• **Task statement**
Reproduce the material below line for line, character for character, omitting the pictures.

• **Materials provided**
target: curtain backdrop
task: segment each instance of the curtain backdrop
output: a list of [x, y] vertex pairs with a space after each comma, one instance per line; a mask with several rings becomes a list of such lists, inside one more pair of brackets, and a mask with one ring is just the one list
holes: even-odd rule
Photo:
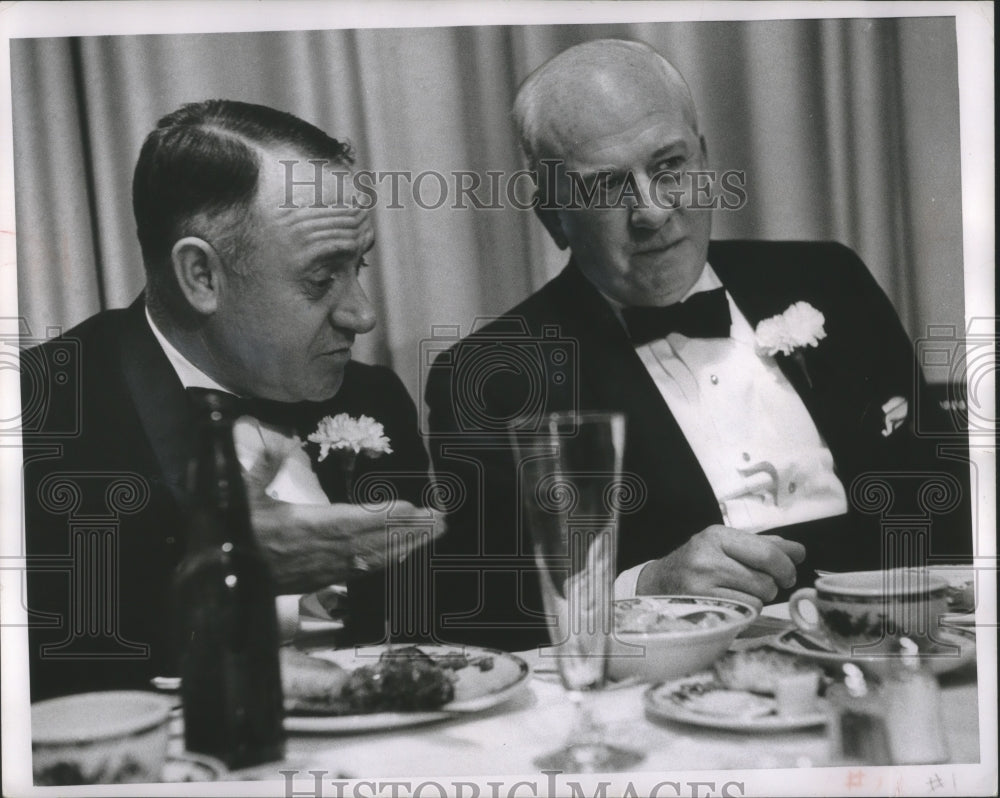
[[[670, 58], [691, 85], [711, 166], [745, 170], [748, 202], [716, 212], [716, 237], [841, 241], [914, 338], [930, 324], [964, 328], [950, 18], [15, 40], [20, 312], [44, 335], [139, 293], [131, 173], [146, 133], [184, 102], [271, 105], [350, 139], [361, 167], [485, 180], [522, 166], [510, 118], [520, 81], [601, 37]], [[565, 255], [530, 211], [455, 209], [453, 196], [425, 209], [409, 190], [388, 208], [379, 188], [364, 279], [380, 323], [355, 351], [393, 367], [416, 397], [433, 327], [468, 332], [554, 276]], [[439, 188], [423, 182], [425, 205]]]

• **Solution for this exercise**
target: curtain backdrop
task: segment each instance of the curtain backdrop
output: a list of [x, y] vertex pairs with a space after each comma, one instance per line; a mask with several rings becomes a list of such lists, inside one more pair of brackets, and a mask with one ring is just the one list
holes: even-odd rule
Photo:
[[[670, 58], [691, 85], [711, 166], [745, 170], [748, 202], [716, 212], [716, 237], [841, 241], [914, 338], [930, 324], [964, 328], [950, 18], [15, 40], [20, 312], [44, 335], [139, 293], [131, 173], [146, 133], [184, 102], [271, 105], [350, 139], [361, 167], [485, 180], [522, 166], [510, 118], [520, 81], [601, 37]], [[565, 255], [530, 211], [455, 209], [453, 196], [425, 209], [409, 190], [388, 208], [379, 188], [364, 279], [380, 323], [355, 351], [393, 367], [416, 397], [433, 327], [468, 332], [554, 276]], [[439, 188], [423, 182], [425, 205]]]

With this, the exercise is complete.